Brief:
Pictures aside, restate the records below exactly as written.

Input records:
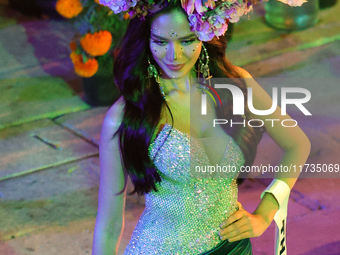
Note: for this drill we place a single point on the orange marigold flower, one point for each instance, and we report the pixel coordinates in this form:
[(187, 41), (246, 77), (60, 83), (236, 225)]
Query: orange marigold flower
[(73, 45), (69, 8), (97, 44), (87, 69)]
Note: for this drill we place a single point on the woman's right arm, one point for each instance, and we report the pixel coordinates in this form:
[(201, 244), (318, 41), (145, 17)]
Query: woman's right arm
[(110, 217)]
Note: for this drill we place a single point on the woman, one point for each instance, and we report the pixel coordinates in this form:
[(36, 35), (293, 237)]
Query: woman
[(147, 135)]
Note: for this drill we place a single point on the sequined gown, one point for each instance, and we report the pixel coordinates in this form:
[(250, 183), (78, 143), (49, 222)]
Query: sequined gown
[(183, 217)]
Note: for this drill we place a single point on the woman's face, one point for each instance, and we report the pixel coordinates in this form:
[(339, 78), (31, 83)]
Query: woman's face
[(174, 47)]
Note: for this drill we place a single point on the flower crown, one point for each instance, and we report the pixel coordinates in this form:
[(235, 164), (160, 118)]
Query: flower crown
[(207, 18)]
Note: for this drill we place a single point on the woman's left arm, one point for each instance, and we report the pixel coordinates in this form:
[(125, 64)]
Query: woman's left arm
[(296, 146)]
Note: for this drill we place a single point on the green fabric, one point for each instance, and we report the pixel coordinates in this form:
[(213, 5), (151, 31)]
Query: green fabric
[(242, 247)]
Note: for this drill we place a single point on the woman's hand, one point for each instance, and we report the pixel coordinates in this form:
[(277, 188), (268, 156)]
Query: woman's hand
[(242, 224)]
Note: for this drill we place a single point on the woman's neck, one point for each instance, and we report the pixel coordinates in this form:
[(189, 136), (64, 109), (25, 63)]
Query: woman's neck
[(181, 84)]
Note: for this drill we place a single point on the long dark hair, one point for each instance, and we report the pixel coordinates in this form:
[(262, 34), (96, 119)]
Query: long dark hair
[(143, 102)]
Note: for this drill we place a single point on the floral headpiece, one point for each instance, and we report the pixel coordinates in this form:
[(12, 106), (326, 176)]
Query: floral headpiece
[(207, 18)]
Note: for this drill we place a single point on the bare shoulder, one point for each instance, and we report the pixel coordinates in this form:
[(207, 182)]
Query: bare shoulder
[(244, 73), (114, 116)]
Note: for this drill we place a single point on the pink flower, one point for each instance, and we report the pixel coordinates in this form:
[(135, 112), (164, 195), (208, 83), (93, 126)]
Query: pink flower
[(293, 2), (188, 6), (118, 6)]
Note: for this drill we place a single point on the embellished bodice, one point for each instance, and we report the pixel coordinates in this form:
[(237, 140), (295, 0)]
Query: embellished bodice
[(184, 215)]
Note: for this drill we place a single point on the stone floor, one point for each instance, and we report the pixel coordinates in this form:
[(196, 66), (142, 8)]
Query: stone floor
[(49, 165)]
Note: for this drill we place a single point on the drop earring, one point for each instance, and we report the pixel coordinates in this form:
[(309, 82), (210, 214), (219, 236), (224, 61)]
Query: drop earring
[(152, 72)]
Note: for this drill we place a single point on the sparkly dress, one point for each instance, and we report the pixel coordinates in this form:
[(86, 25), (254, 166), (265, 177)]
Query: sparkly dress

Exercise answer:
Note: for this drill we place a single point on the orange marigold flower, one point for each instance, and we report the pixel coordinates in this form:
[(187, 41), (246, 77), (60, 83), (236, 225)]
Query: orange marigold flower
[(73, 45), (69, 8), (97, 44), (87, 69)]
Note: for this drill we place a single point on the woman's right arm, one point for each instance, and we report the pixel coordinates in this form:
[(201, 244), (318, 41), (145, 17)]
Query: woman's right arm
[(110, 217)]
Note: for this drill we place a single point on the woman, one point for each instance, and we report the pixel coordinates in this form:
[(36, 35), (293, 237)]
Query: woman
[(147, 135)]
Note: for this drill we place a single point on the sequined gown, one point for each instance, and we report the pixel coordinates in this form:
[(250, 183), (78, 143), (49, 222)]
Query: sequined gown
[(183, 217)]
Note: for this drill we place a single point on the woman's face, one point for each instance, and we report the pixel coordinates in this form:
[(339, 78), (31, 83)]
Query: woman's face
[(174, 47)]
Note: for this drill we place a single point on the flower crown, one point for each instance, and we report the pixel coordinates in this form:
[(235, 164), (160, 118)]
Query: flower crown
[(207, 18)]
Note: for this drill we place a single point on the woman's left arm, one point for each instance, and we report the pixel coordinates in this form:
[(125, 64)]
Query: woman's left arm
[(296, 146)]
Note: for this drill we place a single point on the green fabric, one point for each instance, and we report the pixel coordinates in this form:
[(213, 5), (151, 31)]
Query: green fabric
[(242, 247)]
Note: for this drill we place a single point on the woman's hand, one point for each instance, and we report the pixel coordinates in this form:
[(277, 188), (268, 156)]
Query: woman's hand
[(242, 224)]
Note: for this drill we place a single point on the woman's neck, one point for each instance, and we report the pixel coordinates in this form:
[(189, 136), (64, 109), (25, 63)]
Query: woman's neck
[(181, 84)]
Note: for this drill we place a single point on the long dark hair, one point for each instance, and we report the pixel coordinates in this form:
[(262, 34), (96, 119)]
Query: long dark hair
[(143, 102)]
Note: for this drill we place a single point on the floral headpiece, one point for each instance, and we report the pixel coordinates in this form:
[(12, 106), (326, 176)]
Query: floral headpiece
[(207, 18)]
Note: for this drill we place a single point on the bare shoulder, one point for each instance, and we report the pixel coordinates in this form:
[(207, 182)]
Query: bare shoulder
[(244, 73), (114, 116)]
Note: for this drill we place a single point on the pink flower, one point for each instance, and we report the pixel coordinates in this form:
[(135, 112), (164, 195), (208, 83), (93, 126)]
Query: pink flower
[(293, 2), (188, 6), (118, 6)]
Note: for this drill we place a single point on the embellished bodice, one point for each instance, and we report the pixel coordinates in this form:
[(237, 140), (295, 0)]
Query: embellished bodice
[(184, 215)]
Note: for this drill we place a single point on the stone floor, one point for each instance, and we report the pixel coordinates in this form:
[(196, 66), (142, 8)]
Query: stone floor
[(49, 165)]
Note: for this drill we place a single point on the drop earring, one point for each instance, and we report the pixel coordinates in this form:
[(309, 82), (210, 214), (219, 236), (224, 61)]
Query: drop earring
[(152, 72)]
Note: for this drill we place a single point on the sparkly dress, one point for each instance, and we report the pixel coordinates in this form:
[(86, 25), (254, 166), (265, 177)]
Query: sparkly dress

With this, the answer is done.